▶ **Set exercise**: Rewrite every line of the data from the line with "Spot all occurrences of window with" to the line with "7 104 53 129", both included and requests kept, adding -143 to each bounding box coordinate in the answers. Leave the numbers in the requests and their format samples unchanged.

──────────────────────────────

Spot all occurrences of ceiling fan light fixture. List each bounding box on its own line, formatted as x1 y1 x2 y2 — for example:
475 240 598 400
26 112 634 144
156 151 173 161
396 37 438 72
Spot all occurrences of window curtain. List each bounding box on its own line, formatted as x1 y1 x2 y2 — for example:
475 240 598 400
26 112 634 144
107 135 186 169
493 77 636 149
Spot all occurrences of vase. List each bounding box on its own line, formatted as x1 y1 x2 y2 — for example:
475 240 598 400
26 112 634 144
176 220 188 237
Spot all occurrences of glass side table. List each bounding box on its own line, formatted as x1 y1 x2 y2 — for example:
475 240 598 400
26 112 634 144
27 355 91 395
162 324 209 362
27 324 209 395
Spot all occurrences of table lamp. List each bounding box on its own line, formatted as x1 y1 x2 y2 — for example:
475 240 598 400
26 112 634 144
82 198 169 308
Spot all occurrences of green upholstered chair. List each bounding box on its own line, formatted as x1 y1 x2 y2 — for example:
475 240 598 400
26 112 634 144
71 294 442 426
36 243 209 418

──────────────────────────────

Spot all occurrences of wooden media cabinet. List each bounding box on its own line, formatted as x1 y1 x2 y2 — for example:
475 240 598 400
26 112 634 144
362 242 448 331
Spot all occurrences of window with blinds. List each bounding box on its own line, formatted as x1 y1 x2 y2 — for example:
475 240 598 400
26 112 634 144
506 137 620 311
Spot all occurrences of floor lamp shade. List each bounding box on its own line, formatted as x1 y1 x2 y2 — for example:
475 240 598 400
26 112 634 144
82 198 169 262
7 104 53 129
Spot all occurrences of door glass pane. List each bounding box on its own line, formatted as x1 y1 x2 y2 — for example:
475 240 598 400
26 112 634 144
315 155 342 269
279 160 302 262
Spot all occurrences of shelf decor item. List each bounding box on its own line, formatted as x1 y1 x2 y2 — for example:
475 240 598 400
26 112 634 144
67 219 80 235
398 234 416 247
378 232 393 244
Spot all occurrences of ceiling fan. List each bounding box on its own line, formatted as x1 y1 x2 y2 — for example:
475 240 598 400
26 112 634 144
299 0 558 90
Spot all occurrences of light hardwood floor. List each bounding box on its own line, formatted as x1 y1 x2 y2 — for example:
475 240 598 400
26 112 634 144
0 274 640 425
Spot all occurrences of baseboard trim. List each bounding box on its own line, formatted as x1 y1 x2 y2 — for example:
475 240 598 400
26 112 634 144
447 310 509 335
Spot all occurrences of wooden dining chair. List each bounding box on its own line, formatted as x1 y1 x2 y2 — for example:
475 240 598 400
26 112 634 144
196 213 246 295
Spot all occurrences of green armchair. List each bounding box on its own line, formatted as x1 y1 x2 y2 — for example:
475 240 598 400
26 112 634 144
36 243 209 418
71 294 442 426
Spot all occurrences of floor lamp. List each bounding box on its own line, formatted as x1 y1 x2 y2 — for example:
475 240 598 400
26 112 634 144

──────────────────────────────

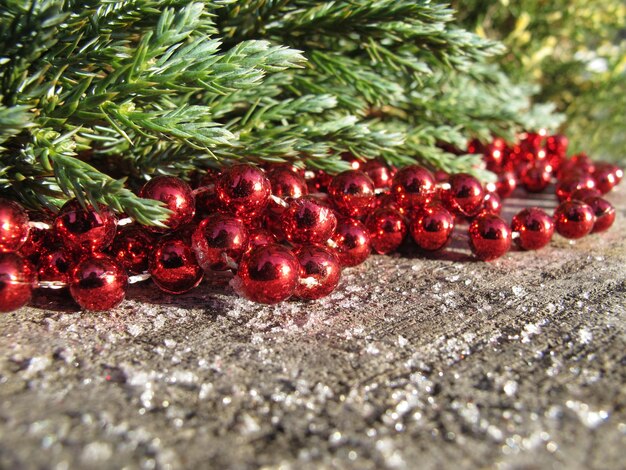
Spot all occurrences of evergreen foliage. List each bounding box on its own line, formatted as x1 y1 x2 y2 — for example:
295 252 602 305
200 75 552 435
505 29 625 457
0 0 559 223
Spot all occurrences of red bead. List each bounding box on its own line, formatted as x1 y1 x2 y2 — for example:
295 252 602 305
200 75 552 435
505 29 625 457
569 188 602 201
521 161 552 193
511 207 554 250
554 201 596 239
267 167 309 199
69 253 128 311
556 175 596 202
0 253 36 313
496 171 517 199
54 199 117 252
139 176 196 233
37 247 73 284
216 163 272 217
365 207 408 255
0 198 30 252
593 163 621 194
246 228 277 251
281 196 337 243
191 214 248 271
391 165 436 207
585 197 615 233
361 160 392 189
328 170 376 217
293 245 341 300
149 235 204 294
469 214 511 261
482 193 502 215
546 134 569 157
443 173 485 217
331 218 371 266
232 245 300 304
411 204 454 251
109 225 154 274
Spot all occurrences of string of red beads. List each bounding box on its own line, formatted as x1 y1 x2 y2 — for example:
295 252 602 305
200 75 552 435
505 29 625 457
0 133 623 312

──────────────────────────────

▶ **Reply to the task**:
Spot all occurrences of window with blinds. List each bounding box on its own line, formatted as x1 y1 x2 y2 — for example:
475 240 598 400
26 112 634 144
363 -6 477 168
Spot all occurrences of floor lamp shade. List each bounding box on its own line, formatted as x1 y1 x2 y2 — for example:
475 240 598 400
26 112 634 144
-61 55 26 119
-136 -39 -90 -14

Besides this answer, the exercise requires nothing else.